[[ MATERIAL FOR THIS TASK open ]]

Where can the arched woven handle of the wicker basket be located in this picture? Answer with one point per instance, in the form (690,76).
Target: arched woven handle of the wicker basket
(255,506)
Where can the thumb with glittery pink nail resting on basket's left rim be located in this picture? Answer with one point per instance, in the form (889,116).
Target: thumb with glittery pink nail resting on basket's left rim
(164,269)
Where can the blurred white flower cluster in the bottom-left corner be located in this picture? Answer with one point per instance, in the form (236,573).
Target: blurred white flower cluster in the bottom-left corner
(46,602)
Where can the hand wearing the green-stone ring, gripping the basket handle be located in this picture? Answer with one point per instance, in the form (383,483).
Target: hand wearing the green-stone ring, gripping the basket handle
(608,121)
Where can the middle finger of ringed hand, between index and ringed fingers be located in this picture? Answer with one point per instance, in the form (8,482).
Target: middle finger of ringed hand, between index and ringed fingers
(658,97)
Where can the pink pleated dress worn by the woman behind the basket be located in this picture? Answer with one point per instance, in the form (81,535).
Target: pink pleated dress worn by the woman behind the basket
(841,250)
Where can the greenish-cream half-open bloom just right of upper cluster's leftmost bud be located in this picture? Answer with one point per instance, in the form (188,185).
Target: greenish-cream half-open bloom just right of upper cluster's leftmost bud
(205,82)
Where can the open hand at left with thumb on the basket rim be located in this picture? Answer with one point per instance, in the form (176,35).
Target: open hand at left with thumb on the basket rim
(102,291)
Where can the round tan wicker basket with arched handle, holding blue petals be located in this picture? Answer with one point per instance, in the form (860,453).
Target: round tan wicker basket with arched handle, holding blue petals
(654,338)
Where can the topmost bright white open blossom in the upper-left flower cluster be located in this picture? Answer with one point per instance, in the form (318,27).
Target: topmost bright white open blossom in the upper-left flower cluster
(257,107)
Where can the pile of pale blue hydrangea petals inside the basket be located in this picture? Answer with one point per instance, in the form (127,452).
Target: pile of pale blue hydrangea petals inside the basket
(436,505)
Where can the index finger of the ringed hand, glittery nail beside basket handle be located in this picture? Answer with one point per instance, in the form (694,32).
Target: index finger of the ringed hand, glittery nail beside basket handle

[[ MATERIAL FOR THIS TASK closed ]]

WORK TO COMPLETE
The expected response is every record, reproduced word for word.

FINAL ANSWER
Where can the arched woven handle of the wicker basket be located in this picture? Answer with one point per instance, in the form (690,76).
Target: arched woven handle of the wicker basket
(255,506)
Where can the thumb with glittery pink nail resting on basket's left rim be located in this picture? Answer with one point per instance, in the form (889,116).
Target: thumb with glittery pink nail resting on basket's left rim
(164,269)
Where can the blurred white flower cluster in the bottom-left corner be located in this picture? Answer with one point per instance, in the form (236,573).
Target: blurred white flower cluster in the bottom-left corner
(46,602)
Where can the hand wearing the green-stone ring, gripping the basket handle be located in this picture? Answer with one point per instance, in the form (383,483).
Target: hand wearing the green-stone ring, gripping the basket handle
(608,121)
Where can the middle finger of ringed hand, between index and ringed fingers be located in this picture? Answer with one point per instance, in the form (8,482).
Target: middle finger of ringed hand, between index and ringed fingers
(658,97)
Where can the pink pleated dress worn by the woman behind the basket be located in this picture? Answer with one point per instance, in the form (81,535).
Target: pink pleated dress worn by the woman behind the basket
(841,250)
Where can the greenish-cream half-open bloom just right of upper cluster's leftmost bud be located in this picture? Answer with one point per instance, in the form (188,185).
Target: greenish-cream half-open bloom just right of upper cluster's leftmost bud
(205,82)
Where can the open hand at left with thumb on the basket rim be located in this picture? Answer with one point per instance, in the form (176,35).
Target: open hand at left with thumb on the basket rim
(102,291)
Where can the round tan wicker basket with arched handle, holding blue petals be located in this picture? Answer with one point per instance, in the form (860,453).
Target: round tan wicker basket with arched handle, holding blue petals
(654,338)
Where can the topmost bright white open blossom in the upper-left flower cluster be located in this picture? Answer with one point per instance, in the form (318,27).
Target: topmost bright white open blossom in the upper-left flower cluster
(257,107)
Where can the pile of pale blue hydrangea petals inside the basket be located in this picture? Answer with one point per instance, in the form (127,452).
Target: pile of pale blue hydrangea petals inside the basket
(436,505)
Where can the index finger of the ringed hand, glittery nail beside basket handle be located in this picture? Answer with one point per instance, in the form (694,32).
Target: index finger of the ringed hand, glittery nail beside basket handle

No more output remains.